GOAL: Only the lines from the one holding "of the fortification" to the end of the data should be echoed, exactly as they appear, minus the pictures.
::: STORED RECORDS
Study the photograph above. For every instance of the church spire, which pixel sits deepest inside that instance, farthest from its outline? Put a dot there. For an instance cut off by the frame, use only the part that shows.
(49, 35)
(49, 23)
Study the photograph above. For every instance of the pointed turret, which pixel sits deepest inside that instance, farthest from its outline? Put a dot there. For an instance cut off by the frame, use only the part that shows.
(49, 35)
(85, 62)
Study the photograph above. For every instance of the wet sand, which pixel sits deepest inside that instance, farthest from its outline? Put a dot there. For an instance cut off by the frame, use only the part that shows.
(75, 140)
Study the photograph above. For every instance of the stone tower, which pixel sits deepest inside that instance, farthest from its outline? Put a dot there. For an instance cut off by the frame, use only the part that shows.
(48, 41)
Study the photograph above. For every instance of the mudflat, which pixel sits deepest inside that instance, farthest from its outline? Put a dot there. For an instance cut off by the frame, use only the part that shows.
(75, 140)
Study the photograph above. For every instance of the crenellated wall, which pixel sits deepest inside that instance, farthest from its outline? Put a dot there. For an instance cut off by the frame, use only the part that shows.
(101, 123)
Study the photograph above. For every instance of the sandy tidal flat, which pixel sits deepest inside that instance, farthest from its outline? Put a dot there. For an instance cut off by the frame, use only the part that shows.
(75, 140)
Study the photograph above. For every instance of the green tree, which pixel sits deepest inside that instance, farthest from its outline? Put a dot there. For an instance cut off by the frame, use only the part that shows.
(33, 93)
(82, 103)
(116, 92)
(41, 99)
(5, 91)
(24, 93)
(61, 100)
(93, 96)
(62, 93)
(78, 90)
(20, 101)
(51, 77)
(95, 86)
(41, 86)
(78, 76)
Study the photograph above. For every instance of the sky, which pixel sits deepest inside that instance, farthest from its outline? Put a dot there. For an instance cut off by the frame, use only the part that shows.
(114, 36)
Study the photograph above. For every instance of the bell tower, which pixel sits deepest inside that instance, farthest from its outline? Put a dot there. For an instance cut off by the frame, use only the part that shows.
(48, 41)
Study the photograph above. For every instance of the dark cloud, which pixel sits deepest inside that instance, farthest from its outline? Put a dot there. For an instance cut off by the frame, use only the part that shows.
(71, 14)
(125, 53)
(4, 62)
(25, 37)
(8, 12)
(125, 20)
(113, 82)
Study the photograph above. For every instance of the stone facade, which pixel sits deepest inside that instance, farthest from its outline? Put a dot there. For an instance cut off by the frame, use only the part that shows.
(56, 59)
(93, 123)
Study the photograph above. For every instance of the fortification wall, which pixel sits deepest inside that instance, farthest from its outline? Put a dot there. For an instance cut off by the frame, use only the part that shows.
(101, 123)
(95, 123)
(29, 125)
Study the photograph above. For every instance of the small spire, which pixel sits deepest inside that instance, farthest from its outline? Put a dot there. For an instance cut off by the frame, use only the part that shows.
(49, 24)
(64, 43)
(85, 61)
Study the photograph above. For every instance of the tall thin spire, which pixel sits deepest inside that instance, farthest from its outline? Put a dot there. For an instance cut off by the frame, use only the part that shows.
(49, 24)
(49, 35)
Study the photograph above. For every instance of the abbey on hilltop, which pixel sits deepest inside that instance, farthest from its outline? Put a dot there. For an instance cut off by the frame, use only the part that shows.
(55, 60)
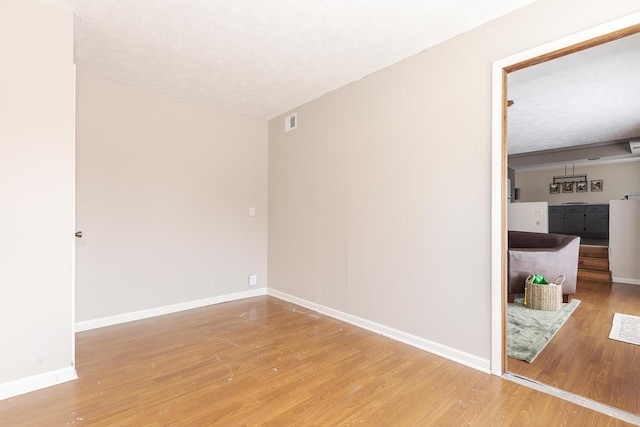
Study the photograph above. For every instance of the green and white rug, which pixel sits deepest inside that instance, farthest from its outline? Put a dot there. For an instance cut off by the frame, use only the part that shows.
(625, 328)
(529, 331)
::::::
THE ANSWER:
Study the photograph above. For every instance of the fortification wall, which pixel sits deepest inside that instance, farthest from its outline? Put a dot there. For an instance cut off by the frame, use only the part that shows.
(101, 123)
(95, 123)
(29, 125)
Study the photograph above. For every instance of the small spire, which pixel sits deepest inside that instance, farthest from its outline? Put a dot there. For an instance cut off by the frame, use only the part that shows.
(49, 24)
(64, 43)
(85, 61)
Study the photograph above. For every instance of the tall thin spire, which pixel sits deepest inside that instance, farthest from its outline? Put a dot there. For an instance cut off by the frame, use only the part that shows.
(49, 24)
(49, 35)
Study the photograph above. For every instance of the abbey on hilltop, which pixel sits deepest inside that instance, farthest from its outline? Put a dot there. For an instance cut off by the frame, use only the part that shows.
(55, 60)
Study the photograph above. For every instance of the green and white rug, which pixel sits deepest inside that instance, farthest from its outline? Put a dot there. For an instance cut off by the frame, use only the part that shows.
(625, 328)
(529, 331)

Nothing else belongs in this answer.